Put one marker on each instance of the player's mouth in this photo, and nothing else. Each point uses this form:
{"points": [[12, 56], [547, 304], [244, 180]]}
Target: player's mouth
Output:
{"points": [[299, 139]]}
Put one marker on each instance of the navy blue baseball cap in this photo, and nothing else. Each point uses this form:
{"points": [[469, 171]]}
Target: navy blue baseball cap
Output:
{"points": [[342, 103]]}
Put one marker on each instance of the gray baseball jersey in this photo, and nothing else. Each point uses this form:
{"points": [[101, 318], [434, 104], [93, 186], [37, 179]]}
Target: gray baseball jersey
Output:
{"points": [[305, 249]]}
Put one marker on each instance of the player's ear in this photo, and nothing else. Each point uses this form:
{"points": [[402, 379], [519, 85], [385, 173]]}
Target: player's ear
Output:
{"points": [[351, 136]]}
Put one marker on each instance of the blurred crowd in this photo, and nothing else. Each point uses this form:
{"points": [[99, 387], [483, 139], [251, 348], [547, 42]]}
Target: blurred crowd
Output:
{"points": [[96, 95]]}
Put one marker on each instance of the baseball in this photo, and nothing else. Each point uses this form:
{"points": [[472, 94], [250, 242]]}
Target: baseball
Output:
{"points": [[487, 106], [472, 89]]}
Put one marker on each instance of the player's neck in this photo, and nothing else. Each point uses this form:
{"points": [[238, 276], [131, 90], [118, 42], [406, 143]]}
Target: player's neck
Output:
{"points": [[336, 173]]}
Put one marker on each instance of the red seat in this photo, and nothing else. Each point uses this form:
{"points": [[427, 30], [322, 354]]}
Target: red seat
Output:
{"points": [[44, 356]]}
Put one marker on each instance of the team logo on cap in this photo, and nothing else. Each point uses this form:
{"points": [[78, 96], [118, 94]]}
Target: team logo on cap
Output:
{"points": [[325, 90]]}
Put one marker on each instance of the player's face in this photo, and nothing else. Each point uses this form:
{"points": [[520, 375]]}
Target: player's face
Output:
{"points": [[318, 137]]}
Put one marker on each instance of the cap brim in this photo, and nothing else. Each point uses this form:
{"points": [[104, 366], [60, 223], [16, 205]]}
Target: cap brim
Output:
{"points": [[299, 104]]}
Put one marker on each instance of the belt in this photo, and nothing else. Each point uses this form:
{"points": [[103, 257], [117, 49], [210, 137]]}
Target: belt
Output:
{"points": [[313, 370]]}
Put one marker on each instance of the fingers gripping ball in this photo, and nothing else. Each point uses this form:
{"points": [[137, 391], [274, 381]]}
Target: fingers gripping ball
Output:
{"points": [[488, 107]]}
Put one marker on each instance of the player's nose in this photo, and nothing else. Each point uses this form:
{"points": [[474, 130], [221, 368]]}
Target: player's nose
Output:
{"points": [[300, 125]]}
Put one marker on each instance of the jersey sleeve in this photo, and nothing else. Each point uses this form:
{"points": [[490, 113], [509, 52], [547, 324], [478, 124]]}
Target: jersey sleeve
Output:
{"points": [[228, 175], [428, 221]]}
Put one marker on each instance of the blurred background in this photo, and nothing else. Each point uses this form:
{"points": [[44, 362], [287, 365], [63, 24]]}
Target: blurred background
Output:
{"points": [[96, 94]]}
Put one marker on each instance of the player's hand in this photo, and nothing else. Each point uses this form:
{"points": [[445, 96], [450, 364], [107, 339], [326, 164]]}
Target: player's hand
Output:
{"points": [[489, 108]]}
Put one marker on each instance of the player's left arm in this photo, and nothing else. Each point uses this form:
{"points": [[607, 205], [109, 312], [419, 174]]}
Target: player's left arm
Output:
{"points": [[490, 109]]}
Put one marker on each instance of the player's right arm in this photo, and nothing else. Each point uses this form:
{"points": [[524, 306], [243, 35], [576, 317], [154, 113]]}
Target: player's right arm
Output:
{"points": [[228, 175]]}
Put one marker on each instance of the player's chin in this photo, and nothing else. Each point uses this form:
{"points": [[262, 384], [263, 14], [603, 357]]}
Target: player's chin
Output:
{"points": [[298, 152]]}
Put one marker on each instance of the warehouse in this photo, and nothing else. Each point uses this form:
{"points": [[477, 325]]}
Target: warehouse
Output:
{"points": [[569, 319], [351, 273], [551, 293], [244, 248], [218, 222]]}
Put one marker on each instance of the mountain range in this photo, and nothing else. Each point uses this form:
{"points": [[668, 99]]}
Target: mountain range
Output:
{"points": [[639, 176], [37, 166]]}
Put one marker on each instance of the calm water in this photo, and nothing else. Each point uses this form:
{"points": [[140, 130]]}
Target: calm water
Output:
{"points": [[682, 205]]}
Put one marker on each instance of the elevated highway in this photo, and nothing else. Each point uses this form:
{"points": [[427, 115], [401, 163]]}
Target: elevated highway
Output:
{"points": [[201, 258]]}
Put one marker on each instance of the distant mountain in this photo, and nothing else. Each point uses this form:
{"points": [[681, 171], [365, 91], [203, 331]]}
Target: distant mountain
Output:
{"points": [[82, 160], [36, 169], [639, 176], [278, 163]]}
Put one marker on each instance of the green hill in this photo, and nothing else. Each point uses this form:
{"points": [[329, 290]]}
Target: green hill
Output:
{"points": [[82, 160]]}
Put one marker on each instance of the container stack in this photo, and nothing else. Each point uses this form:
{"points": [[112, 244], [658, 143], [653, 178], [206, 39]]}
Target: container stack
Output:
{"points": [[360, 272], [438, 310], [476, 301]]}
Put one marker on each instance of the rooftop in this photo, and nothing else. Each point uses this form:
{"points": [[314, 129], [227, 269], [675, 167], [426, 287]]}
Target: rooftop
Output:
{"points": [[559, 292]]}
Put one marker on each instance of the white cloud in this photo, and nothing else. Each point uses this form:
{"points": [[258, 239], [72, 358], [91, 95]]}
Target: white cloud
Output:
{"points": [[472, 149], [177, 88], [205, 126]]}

--

> [To do]:
Looking at the entries above, report how many of their lines include "calm", and add nothing else.

> [Response for this exercise]:
2